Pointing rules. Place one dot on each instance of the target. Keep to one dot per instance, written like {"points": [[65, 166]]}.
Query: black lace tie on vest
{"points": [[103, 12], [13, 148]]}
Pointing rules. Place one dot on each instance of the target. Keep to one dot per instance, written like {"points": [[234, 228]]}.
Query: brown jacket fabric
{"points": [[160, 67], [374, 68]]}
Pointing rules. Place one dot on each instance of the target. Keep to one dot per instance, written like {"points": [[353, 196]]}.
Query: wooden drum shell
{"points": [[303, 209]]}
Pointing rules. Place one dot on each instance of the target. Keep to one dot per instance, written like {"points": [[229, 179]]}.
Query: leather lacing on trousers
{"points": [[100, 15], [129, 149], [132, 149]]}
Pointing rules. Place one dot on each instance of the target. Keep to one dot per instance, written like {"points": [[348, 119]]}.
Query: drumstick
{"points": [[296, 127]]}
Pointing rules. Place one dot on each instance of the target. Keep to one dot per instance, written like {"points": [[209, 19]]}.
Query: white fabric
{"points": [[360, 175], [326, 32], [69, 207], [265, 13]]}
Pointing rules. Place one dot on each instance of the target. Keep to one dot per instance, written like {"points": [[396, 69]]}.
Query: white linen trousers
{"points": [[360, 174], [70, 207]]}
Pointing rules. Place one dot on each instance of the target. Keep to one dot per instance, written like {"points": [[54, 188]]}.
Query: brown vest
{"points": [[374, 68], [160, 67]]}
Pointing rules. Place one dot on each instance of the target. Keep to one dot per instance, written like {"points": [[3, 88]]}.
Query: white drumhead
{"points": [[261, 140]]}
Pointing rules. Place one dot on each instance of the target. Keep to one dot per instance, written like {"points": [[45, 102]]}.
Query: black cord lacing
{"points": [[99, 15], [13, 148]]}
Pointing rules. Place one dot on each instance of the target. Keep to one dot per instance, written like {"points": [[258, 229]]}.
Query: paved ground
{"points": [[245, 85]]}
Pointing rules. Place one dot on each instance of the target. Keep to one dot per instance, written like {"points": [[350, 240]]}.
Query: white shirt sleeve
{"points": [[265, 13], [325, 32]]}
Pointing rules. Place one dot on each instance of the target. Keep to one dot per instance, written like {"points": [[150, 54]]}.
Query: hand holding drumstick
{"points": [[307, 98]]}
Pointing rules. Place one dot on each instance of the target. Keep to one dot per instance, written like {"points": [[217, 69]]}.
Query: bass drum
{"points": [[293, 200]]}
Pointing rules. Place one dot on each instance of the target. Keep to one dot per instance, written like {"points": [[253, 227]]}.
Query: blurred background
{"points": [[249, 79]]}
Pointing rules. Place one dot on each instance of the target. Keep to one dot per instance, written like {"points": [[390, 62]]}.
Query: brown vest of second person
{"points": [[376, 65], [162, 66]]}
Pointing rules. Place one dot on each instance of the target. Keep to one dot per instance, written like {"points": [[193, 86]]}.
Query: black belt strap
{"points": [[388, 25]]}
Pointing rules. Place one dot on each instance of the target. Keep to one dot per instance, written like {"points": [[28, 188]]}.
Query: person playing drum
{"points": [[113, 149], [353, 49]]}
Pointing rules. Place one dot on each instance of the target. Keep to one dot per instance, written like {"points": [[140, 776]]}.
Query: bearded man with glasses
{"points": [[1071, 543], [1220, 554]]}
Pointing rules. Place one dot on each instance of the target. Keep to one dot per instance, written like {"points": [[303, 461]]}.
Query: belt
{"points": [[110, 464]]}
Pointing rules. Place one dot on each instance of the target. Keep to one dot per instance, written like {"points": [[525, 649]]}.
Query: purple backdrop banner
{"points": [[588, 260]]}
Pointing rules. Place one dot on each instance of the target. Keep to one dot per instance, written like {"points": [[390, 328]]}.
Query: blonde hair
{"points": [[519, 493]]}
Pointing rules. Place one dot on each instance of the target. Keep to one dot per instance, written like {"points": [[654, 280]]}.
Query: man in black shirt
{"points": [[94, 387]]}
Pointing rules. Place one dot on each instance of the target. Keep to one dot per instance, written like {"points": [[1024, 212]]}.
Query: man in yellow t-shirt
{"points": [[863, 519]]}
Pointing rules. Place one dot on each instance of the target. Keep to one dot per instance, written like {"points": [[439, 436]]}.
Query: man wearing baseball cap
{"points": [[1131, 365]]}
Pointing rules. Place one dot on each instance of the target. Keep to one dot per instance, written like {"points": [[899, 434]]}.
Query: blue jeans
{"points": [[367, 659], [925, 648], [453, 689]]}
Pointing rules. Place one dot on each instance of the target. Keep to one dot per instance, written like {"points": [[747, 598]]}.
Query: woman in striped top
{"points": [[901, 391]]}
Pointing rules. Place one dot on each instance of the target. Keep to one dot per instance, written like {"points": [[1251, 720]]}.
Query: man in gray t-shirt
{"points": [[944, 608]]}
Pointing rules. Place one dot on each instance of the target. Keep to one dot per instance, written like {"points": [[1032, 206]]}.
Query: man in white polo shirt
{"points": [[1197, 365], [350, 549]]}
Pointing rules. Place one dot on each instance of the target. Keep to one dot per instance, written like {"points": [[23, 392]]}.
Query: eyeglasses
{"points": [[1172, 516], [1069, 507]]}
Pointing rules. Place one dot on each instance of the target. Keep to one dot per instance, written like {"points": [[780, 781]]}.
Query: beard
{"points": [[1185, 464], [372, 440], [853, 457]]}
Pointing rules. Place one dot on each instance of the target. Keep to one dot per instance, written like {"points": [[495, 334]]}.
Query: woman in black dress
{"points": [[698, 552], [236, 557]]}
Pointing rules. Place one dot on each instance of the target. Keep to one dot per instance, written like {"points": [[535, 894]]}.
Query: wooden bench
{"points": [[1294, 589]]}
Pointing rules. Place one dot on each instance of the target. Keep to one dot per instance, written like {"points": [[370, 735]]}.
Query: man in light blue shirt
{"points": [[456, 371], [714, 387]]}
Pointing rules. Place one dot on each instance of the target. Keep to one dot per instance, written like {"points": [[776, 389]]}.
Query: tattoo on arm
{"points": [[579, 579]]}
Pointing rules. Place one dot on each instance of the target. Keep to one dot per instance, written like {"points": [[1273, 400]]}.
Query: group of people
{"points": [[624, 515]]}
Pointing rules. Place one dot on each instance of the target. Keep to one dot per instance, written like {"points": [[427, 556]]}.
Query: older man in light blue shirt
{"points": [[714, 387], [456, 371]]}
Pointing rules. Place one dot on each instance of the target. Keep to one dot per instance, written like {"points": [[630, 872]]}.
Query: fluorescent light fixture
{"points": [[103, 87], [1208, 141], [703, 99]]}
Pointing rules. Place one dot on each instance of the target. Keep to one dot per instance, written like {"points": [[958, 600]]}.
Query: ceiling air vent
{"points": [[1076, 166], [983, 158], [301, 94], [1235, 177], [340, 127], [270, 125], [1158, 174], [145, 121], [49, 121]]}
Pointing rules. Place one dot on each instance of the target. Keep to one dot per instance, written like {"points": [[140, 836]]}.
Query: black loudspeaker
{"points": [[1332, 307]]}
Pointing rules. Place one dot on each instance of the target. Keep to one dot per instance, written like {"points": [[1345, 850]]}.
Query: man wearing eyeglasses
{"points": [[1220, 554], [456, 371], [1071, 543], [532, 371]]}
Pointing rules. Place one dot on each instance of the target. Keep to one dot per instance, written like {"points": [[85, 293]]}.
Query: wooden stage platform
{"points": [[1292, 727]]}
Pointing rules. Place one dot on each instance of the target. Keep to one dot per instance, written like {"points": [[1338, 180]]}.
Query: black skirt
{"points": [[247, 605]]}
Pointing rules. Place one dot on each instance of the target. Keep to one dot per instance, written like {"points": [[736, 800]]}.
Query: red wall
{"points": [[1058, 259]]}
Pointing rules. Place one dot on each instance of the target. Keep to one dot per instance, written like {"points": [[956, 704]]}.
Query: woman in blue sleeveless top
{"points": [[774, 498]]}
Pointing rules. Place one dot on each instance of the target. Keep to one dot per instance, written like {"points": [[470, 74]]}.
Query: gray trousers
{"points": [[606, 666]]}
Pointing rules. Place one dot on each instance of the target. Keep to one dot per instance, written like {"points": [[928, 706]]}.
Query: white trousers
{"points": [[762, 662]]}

§ **Stated goal**:
List, copied in full, every line of the data above that contains the string "light". Case counts.

§ **Task result**:
Query: man in light blue shirt
Query: older man in light blue shirt
Query: fluorescent light fixture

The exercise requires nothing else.